• TASK STATEMENT: Reproduce word for word the lines below, from the line containing "the lit candle" through the last of the rows, inclusive.
----------------
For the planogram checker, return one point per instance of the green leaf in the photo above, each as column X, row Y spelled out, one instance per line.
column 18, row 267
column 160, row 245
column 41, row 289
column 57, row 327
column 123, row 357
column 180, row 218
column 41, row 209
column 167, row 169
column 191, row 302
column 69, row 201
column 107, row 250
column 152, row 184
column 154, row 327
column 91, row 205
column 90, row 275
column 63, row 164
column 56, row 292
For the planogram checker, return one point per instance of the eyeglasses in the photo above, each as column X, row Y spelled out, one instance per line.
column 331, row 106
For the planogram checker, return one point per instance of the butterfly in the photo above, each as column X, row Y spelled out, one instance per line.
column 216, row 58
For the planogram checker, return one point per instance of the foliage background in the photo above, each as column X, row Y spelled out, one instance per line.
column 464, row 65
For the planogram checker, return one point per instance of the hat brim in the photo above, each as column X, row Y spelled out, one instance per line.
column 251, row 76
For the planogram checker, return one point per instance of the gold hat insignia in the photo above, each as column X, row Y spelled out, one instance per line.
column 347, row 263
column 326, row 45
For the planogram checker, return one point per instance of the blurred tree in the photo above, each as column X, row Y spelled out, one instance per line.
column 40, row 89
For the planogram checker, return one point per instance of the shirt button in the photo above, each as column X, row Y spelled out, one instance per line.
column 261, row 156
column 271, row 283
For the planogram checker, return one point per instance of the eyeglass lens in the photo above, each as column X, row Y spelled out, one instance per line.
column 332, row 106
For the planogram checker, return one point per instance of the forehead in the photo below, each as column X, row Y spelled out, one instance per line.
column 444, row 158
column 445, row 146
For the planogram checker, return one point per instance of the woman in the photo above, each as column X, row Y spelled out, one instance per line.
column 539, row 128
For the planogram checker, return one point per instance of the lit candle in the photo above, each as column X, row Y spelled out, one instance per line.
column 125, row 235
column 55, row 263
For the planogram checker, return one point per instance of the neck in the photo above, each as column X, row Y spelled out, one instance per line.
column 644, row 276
----------------
• EXERCISE SOLUTION:
For the planogram checker, return one point per instance of the lit candle in the photo above, each as column X, row Y spelled out, one instance per line.
column 125, row 235
column 55, row 263
For the planogram checker, return one point per instance of the neck in the photo above, each as column X, row Y spelled out, one instance per line.
column 644, row 276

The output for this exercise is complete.